Text excerpt:
The bard gestured wildly, his excitement showing on the faces of the gathered listeners..... A hush fell over the crowd when the bard began his tale; even the wily children had stopped to listen..... The bard pulled his hood low, hiding the sorrow that his face surely showed as he spoke of the tragedy.....

That sort of thing. In one simple line you can not only set the bard's tone, but also exemplify how he is interacting with his patrons.
 

Penpilot

Staff
Article Team
IMHO I think there's two ways to go about this.

Right now the paragraph is from an external observer watching The Bard Tell the story, who this is is important. To me, the paragraph coming across as a bit cold because, although there's good description as to what's going on, there's no emotional description from the observer to go along with it. Is the observer getting excited or scared from hearing the story or are they just board? The reader is experiencing the story through the eyes of the observer, so if the observer is excited then the reader should, hopefully, be too. When The Bard says, “And magic turned in upon itself causing a massive explosion of raw power...” did it make the observer's blood boil? Did it freeze? Did he want to weep? These reactions are what draw the reader in and make them feel the story.

A second approach I think would work is tell this part from The Bard's POV. So now you're in The Bard's head and as he tells the story, you can show The Bard thinking about the things he does to make the story exciting to the audience. To steal a bit from what anihow said, maybe when he says, “And magic turned in upon itself causing a massive explosion of raw power..." He slapped his fist into his palm. The audience jumped, making The Bard smile inside. That always got the audience's blood going he said to himself.

It's can be like an internal play by play of what The Bard is doing to rev up the audience. Either way I think is fine as long as the emotional component is there. My two cents and hopefully, it makes sense.
 

Ifinx

Scribe
Thank you Penpilot. I think it is so funny that when you write something and then spend so much time looking at it that you really don't see those little details missing. This actually helps out a lot, and hopefully it will get my mind into thinking how to write from within my Characters Mind. Do you have any other suggestions and hints that might help me?

Always,
Ifinx
 

Penpilot

Staff
Article Team
I run into the same issues all the time. :p Any way. I'm assuming you're writing from third person limited POV. One of the tricks I use when I have trouble getting into a character's mind when writing in third person is to write in the same mind set as if it were 1st person. It reminds me to color the world with the characters POV, see things through their eyes. For me writing third limited is kind of like writing in the first person but changing the pronouns. Oh... and maybe, if you don't already know, keep in mind if the scene is an action scene or a reaction scene -- google up scenes and sequels if you're not sure of what I'm talking about-- it'll t'll help focus that internal monologue.
 

SeverinR

Vala
The bard creates in peoples minds the wonders of his tales, they recite the play, emotions, sounds, smells, weather in wonderous detail, but never letting the detail bore the listener. Remember the bard survives solely on his ability to entertain the crowd with his tails, his songs, and music, possibly even a merry little dance to accent the story.
The bard is lights, camera, action, and every other thing to the listener. Using the pitch of the voice and loudness to lure the crowd in. Softening his voice in quiet times, the crowd leans in, straining to hear, then bellowing out to startle the listener, causing them to jump. Maybe even a surprise a spray of water from a wet hand if talking of rain, anything to get the listener to feel the story.
They are the ultimate story teller, the author most try to portray this as best they can.

Slamming a piece of wood down on a surface for emphasis would be another example of theatrics.

Prompt a:
Answer these questions about the writing-advice thread, one answer per line, marked like the questions:
(i) What second approach does Penpilot suggest for telling the scene?
(ii) In Penpilot's view, what is writing in third person limited kind of like?
(iii) What example of theatrics is given in the final line of the thread?

Data:
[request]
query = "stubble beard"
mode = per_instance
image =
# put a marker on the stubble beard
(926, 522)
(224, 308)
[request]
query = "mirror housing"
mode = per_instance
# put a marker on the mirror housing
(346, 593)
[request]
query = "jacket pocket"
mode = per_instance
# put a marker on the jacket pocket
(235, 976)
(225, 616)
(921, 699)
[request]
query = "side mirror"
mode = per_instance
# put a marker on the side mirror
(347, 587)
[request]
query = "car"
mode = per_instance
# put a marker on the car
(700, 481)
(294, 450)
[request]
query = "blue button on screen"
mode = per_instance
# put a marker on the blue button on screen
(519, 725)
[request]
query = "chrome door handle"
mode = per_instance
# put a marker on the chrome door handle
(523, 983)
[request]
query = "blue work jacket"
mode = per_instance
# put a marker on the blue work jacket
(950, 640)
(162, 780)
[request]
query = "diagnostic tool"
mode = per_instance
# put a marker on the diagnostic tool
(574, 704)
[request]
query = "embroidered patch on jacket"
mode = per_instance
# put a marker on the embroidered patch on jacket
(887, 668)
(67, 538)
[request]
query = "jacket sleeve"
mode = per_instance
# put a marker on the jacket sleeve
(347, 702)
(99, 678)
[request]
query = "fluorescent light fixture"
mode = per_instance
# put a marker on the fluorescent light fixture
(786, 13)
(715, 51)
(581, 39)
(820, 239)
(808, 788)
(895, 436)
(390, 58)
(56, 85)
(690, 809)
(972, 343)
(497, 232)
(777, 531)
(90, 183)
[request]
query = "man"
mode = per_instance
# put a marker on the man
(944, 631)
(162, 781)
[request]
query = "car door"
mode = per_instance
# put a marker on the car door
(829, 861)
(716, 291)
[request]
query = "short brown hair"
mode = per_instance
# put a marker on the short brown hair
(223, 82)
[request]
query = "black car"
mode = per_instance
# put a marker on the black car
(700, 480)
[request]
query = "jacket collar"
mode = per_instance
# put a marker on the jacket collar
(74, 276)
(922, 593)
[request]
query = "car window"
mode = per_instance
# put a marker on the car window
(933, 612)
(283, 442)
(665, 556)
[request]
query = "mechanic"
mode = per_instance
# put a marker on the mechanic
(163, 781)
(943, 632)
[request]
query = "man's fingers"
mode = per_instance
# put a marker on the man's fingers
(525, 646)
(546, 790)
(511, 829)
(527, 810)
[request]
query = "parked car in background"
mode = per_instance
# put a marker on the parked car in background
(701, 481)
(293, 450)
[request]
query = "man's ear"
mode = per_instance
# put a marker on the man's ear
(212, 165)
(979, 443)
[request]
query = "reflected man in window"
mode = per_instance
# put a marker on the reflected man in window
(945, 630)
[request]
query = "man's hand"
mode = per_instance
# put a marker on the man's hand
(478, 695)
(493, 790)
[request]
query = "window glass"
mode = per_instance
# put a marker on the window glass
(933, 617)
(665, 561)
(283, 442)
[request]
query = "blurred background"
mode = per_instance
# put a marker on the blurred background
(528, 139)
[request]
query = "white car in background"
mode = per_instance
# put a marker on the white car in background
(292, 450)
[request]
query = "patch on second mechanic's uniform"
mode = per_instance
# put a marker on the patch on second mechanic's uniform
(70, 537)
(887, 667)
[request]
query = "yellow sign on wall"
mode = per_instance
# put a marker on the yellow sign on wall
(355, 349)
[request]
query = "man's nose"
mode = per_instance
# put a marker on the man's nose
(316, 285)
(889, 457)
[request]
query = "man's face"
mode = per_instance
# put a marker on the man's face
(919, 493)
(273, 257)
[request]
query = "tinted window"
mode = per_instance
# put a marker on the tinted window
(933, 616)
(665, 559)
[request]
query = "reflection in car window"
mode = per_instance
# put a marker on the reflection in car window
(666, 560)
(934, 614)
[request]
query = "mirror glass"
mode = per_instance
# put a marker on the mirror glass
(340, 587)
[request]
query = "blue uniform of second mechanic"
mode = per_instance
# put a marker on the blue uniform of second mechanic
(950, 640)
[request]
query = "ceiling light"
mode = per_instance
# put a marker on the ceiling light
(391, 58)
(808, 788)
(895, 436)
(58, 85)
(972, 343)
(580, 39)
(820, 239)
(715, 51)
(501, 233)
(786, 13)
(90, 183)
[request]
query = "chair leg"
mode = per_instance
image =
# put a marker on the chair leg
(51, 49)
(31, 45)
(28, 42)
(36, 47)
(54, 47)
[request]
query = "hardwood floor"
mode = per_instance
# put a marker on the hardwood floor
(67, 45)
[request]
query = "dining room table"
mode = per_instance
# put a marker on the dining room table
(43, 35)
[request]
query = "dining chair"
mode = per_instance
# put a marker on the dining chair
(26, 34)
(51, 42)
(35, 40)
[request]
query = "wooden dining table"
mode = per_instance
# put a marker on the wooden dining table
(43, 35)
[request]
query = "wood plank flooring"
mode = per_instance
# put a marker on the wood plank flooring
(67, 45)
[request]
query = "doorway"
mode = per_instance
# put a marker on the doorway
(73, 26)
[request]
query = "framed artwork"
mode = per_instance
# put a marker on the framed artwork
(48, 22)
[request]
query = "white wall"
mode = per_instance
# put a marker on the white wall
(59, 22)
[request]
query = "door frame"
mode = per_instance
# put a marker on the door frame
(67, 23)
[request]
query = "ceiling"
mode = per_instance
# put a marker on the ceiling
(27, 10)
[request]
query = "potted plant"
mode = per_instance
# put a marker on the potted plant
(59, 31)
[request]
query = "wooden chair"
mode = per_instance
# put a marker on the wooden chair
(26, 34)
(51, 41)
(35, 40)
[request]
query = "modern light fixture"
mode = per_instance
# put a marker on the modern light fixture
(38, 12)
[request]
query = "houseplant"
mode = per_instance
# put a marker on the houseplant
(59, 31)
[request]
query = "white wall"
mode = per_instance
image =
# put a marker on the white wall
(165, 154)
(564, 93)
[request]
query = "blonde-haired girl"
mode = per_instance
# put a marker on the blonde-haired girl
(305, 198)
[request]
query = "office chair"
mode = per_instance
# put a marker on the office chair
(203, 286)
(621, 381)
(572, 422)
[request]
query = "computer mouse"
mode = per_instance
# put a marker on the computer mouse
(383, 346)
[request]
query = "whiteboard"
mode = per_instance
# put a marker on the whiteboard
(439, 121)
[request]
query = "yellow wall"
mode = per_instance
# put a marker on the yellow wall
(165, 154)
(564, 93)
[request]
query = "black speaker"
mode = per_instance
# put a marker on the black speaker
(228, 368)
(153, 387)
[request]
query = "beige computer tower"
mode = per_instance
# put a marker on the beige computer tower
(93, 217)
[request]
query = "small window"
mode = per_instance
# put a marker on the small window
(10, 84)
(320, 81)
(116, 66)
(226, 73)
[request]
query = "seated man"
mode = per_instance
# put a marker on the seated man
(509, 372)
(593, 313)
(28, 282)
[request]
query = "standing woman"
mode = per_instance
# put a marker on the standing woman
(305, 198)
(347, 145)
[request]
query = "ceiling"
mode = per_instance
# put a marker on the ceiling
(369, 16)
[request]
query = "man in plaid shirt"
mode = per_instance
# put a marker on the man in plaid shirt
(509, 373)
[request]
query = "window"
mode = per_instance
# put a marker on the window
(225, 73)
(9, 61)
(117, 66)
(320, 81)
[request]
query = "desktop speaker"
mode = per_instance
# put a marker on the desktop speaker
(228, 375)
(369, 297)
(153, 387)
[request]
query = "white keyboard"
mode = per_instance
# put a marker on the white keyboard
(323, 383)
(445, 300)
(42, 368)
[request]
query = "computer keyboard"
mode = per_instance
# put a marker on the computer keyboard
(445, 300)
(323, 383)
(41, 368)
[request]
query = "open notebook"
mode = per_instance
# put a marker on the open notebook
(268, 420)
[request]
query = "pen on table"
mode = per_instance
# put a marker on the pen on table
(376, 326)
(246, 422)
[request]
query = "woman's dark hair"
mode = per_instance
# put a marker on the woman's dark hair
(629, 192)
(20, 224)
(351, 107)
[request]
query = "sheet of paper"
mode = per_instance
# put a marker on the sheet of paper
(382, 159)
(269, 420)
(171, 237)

Prompt b: Identify every line in the records that contains the word "standing", and copy each of those lines.

Full output a:
(i) Telling that part from The Bard's POV.
(ii) Writing in the first person but changing the pronouns.
(iii) Slamming a piece of wood down on a surface for emphasis.

Full output b:
query = "standing woman"
# put a marker on the standing woman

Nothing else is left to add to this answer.